**Direction:**
Find every line in the records below that contains the word "sign" and copy each of those lines.

**Data for this exercise:**
——
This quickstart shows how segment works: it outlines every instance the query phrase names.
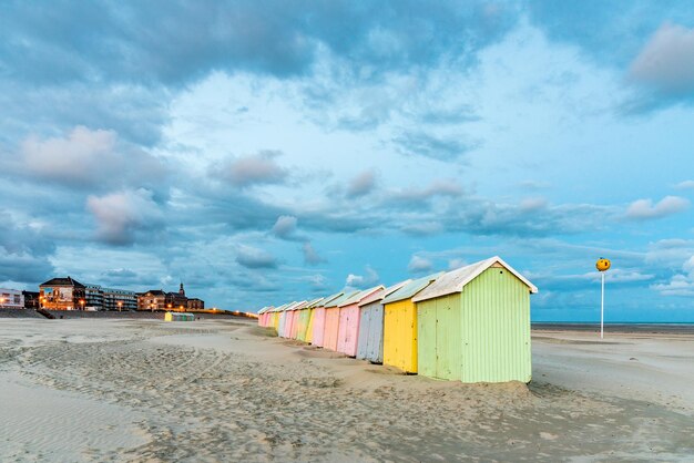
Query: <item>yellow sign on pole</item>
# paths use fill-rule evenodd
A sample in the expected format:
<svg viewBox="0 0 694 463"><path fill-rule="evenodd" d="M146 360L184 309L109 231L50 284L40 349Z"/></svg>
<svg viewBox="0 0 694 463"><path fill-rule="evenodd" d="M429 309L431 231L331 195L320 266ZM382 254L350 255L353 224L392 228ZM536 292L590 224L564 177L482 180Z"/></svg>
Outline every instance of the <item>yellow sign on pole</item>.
——
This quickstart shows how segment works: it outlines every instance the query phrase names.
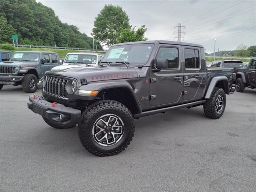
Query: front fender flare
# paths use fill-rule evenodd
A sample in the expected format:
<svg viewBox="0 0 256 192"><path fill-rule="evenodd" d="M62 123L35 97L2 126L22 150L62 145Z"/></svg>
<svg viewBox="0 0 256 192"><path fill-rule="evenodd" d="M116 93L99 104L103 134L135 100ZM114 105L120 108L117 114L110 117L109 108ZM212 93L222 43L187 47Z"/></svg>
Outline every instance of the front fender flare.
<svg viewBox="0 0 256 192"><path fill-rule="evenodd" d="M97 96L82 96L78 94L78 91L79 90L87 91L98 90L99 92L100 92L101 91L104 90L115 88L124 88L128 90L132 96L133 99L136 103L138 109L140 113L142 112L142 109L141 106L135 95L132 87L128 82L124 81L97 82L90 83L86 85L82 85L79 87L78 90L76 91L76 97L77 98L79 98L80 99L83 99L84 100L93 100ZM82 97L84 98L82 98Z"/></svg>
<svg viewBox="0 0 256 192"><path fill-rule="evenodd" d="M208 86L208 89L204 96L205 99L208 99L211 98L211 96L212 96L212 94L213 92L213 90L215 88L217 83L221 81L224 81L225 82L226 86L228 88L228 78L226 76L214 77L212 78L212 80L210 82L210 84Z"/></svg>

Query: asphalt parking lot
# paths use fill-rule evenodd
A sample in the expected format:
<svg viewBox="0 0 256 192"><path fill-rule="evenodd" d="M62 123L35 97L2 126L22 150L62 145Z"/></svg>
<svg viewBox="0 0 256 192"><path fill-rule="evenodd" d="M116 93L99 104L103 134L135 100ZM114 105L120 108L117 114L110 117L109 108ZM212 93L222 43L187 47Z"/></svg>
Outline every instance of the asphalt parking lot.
——
**Response to the task:**
Query: <item>yellow sign on pole</item>
Outline every instance of the <item>yellow sign on pole</item>.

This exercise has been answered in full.